====== DONNÉES EN ENTRÉE

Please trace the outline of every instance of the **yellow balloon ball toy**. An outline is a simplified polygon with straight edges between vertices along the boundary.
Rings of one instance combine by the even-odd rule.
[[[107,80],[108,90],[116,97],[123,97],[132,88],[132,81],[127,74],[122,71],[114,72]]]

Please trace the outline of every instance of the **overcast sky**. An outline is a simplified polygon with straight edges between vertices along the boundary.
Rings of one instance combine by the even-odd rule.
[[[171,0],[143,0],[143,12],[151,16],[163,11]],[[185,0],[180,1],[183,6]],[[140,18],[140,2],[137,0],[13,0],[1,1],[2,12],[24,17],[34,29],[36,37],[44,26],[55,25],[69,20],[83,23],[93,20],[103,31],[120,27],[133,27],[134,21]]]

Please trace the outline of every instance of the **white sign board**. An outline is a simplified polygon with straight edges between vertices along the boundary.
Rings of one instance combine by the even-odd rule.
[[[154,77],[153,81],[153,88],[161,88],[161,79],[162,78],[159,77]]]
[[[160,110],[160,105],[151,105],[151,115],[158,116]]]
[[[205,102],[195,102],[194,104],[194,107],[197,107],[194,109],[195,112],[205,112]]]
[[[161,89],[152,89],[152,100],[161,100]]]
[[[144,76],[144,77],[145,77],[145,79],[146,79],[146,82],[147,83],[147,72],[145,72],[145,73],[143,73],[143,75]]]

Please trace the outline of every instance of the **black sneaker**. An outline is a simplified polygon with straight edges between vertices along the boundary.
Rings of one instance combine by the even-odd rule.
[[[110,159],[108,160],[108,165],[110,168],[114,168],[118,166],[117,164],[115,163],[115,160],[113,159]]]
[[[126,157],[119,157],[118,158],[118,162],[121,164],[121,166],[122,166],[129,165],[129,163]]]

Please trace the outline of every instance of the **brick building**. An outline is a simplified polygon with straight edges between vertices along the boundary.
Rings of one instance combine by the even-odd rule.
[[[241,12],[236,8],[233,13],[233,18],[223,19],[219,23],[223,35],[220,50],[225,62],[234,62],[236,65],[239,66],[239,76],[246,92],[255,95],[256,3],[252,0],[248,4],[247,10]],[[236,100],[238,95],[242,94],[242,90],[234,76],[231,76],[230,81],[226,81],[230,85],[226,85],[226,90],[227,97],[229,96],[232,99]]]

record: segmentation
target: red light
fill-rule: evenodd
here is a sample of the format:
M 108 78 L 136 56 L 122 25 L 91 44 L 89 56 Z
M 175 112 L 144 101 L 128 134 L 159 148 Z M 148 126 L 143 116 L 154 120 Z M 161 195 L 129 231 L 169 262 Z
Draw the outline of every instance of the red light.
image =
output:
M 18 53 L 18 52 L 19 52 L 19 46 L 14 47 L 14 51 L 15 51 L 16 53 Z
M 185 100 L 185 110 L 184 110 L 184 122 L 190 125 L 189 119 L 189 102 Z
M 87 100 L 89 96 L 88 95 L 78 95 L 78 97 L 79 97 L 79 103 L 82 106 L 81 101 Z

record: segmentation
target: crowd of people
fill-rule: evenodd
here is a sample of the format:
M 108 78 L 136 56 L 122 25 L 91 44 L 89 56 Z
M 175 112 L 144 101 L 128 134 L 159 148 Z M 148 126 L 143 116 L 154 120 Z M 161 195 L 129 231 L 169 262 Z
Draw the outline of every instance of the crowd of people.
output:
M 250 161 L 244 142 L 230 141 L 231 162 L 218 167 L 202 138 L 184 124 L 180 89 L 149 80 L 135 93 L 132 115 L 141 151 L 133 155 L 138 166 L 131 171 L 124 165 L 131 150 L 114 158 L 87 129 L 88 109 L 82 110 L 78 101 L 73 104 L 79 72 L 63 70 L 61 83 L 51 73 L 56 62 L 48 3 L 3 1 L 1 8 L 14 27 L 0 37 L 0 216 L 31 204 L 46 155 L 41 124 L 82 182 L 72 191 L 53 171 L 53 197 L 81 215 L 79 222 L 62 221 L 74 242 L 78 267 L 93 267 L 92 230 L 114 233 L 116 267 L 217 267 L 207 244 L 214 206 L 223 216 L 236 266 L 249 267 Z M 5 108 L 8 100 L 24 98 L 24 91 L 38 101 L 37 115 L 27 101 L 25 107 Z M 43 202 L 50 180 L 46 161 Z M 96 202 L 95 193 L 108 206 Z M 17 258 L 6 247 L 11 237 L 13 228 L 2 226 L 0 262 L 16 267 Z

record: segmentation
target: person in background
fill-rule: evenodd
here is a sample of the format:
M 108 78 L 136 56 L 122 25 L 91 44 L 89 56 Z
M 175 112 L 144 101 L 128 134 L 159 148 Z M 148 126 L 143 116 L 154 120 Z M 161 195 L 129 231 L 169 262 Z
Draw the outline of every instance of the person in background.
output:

============
====== DONNÉES EN ENTRÉE

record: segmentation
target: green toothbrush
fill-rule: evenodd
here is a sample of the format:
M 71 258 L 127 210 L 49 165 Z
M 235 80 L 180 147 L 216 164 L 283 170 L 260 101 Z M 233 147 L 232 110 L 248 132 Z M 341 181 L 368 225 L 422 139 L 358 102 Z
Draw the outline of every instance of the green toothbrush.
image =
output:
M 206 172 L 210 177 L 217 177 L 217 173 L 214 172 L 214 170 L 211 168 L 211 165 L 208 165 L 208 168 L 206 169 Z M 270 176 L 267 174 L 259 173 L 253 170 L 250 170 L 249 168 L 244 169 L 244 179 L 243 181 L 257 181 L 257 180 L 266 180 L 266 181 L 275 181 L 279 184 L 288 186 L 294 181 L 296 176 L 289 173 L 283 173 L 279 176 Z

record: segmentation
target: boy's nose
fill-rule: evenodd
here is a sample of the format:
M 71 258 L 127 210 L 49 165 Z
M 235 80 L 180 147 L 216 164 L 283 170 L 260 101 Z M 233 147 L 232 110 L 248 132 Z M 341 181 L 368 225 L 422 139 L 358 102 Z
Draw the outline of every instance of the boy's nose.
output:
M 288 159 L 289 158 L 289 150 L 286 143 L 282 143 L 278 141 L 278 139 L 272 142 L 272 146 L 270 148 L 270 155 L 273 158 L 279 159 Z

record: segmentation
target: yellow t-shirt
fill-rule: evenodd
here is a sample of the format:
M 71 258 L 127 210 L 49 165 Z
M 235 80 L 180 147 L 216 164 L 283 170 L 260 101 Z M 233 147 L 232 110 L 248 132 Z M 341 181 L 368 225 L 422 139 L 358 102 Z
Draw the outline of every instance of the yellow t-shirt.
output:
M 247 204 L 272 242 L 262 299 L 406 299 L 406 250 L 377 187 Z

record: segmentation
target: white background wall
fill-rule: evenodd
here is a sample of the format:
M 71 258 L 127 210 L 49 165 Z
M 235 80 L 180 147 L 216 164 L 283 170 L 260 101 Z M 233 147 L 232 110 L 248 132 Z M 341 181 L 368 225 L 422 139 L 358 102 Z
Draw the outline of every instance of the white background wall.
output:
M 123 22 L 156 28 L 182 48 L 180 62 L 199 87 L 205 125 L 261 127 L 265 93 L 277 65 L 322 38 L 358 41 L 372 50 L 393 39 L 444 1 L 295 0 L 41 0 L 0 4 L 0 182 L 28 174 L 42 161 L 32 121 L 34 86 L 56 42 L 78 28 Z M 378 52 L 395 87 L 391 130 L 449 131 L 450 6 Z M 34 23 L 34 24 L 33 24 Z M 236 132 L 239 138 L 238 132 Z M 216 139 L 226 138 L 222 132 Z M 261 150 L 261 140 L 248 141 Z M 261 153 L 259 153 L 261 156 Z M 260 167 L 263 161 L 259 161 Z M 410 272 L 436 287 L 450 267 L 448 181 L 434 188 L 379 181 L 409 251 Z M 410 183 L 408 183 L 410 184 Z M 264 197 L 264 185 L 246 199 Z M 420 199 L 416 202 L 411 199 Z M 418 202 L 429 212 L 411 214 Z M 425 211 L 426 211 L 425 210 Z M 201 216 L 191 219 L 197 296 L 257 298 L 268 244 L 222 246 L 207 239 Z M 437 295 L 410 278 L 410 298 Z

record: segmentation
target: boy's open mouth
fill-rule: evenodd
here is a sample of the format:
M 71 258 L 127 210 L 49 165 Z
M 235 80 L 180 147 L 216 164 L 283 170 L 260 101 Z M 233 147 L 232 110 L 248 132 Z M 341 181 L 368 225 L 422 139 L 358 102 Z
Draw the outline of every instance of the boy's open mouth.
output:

============

Extraire des items ci-dessus toutes les lignes contenant la chaîne « person », sans les modifier.

target: person in background
Draw the outline of every instance of the person in background.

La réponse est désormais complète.